[Start]

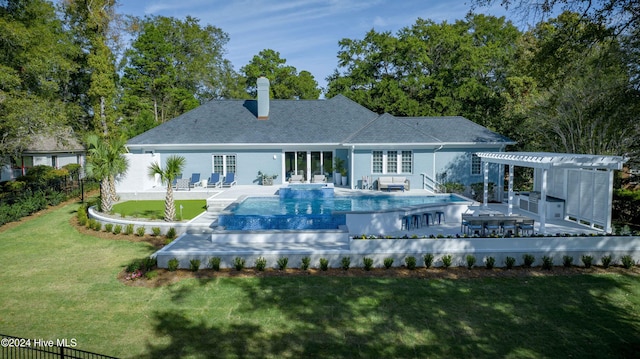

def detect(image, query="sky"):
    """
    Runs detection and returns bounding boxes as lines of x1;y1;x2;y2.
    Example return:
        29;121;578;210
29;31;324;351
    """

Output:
117;0;509;88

[End]

What is expected »
State how many lines in the items above contain the string "Runs", matching case exactly. Reply with the number alone.

Solution to this exercise »
1